From the listing below, select every line where the word "blue" appears.

** Data for review follows **

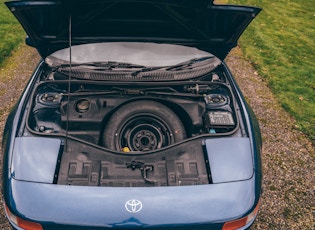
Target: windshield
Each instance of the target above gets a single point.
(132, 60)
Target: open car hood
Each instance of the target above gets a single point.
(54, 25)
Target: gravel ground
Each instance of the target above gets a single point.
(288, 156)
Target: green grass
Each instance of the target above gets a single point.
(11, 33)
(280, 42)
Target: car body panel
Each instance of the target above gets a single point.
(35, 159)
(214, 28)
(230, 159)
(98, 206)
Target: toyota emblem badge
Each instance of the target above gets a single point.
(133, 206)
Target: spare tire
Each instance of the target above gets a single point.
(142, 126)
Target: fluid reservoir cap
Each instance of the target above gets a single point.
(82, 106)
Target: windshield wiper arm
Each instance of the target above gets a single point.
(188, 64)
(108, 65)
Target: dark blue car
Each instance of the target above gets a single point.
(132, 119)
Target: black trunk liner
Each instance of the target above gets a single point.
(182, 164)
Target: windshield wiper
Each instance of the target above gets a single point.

** End of Data for review **
** Data for review follows **

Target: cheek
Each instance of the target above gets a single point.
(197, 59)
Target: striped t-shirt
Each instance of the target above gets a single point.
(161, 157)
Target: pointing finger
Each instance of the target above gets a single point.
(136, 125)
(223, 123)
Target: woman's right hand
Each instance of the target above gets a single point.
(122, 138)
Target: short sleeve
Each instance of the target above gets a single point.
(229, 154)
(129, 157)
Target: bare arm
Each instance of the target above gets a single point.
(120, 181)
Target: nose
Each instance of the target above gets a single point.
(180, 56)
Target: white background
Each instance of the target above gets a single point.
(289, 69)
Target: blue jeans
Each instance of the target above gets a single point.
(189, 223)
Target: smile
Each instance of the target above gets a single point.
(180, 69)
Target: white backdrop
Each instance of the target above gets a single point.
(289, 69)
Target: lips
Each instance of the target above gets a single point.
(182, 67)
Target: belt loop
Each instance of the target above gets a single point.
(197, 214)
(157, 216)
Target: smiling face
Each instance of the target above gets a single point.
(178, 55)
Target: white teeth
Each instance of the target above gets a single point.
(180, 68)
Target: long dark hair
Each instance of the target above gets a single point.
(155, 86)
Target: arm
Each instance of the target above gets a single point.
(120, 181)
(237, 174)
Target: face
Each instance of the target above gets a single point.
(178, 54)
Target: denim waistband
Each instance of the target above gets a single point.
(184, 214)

** End of Data for review **

- Output of the task
Target: dark blue car
Target: blue jeans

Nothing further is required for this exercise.